-- PAGE EXCERPT --
◆ ◆ ◆ ◆
College Courses Leeds
Considering Courses
How do you choose the right course for you? Rule 1: do what you enjoy and you'll enjoy what you do.
- What do you enjoy doing?
- New subject possibilities
- Beware
- Finding out about courses
- Getting the facts: where to turn
- What do you want from university?
- Considering courses: A few questions
You may need to limit yourself to certain courses. For instance, for medicine, dentistry and various other professions, there are certain bits of paper you have to be able to frame on your wall.
But that’s not true for every career. Even lawyers and teachers — who also require specific qualifications — can start off with more general degrees and then take postgraduate conversion courses.
In many cases, it doesn’t actually take any longer. For example, most Bachelor of Education courses (which qualify you to be a teacher) take four years — but in the same time you could spend three years studying whatever undergraduate degree grabs your fancy followed by a year doing a PGCE (Postgraduate Certificate in Education). You end up just as well qualified and, at the moment, most PGCE students can get more funding.
However, if you’re only sure of the general direction you want your career to take, don’t sweat it — just keep your options open. Most graduate jobs need nothing more than a degree in something vaguely appropriate. But that still means thinking about what course might be vaguely appropriate so that when the crunch comes you’ve got the credentials.
For journalism, say, you might want to think about politics or English. For conservation work, you’d be better off with something like geography, biology, or ecology. But for a job in business, you could pick almost anything: accountancy, languages, business studies, marketing, computing, economics.
◆ ◆ ◆ ◆
-- MATERIAL PROVIDED --
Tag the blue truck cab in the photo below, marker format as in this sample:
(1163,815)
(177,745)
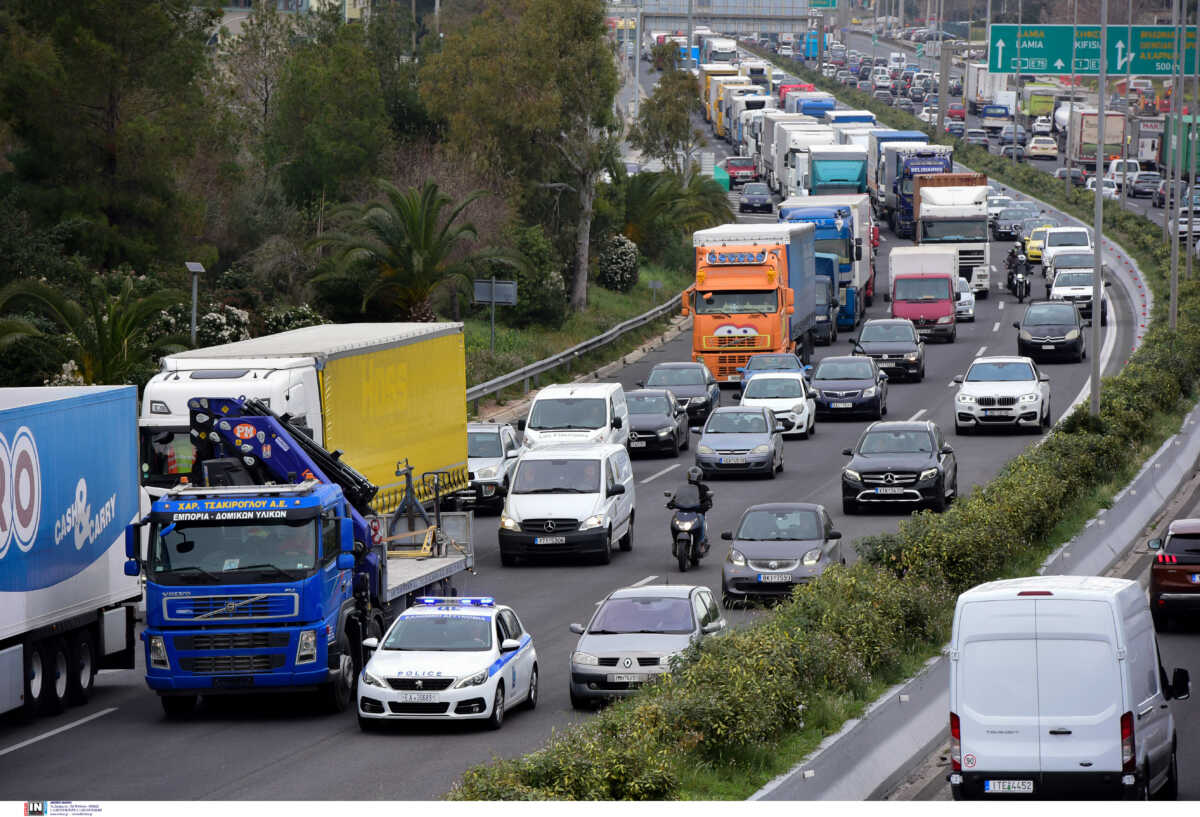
◆ ◆ ◆ ◆
-- YOUR OBJECTIVE --
Copy out the whole page on choosing college courses above, word for word, with nothing left out or changed.

-- SOLUTION BELOW --
College Courses Leeds
Considering Courses
How do you choose the right course for you? Rule 1: do what you enjoy and you'll enjoy what you do.
- What do you enjoy doing?
- New subject possibilities
- Beware
- Finding out about courses
- Getting the facts: where to turn
- What do you want from university?
- Considering courses: A few questions
You may need to limit yourself to certain courses. For instance, for medicine, dentistry and various other professions, there are certain bits of paper you have to be able to frame on your wall.
But that’s not true for every career. Even lawyers and teachers — who also require specific qualifications — can start off with more general degrees and then take postgraduate conversion courses.
In many cases, it doesn’t actually take any longer. For example, most Bachelor of Education courses (which qualify you to be a teacher) take four years — but in the same time you could spend three years studying whatever undergraduate degree grabs your fancy followed by a year doing a PGCE (Postgraduate Certificate in Education). You end up just as well qualified and, at the moment, most PGCE students can get more funding.
However, if you’re only sure of the general direction you want your career to take, don’t sweat it — just keep your options open. Most graduate jobs need nothing more than a degree in something vaguely appropriate. But that still means thinking about what course might be vaguely appropriate so that when the crunch comes you’ve got the credentials.
For journalism, say, you might want to think about politics or English. For conservation work, you’d be better off with something like geography, biology, or ecology. But for a job in business, you could pick almost anything: accountancy, languages, business studies, marketing, computing, economics.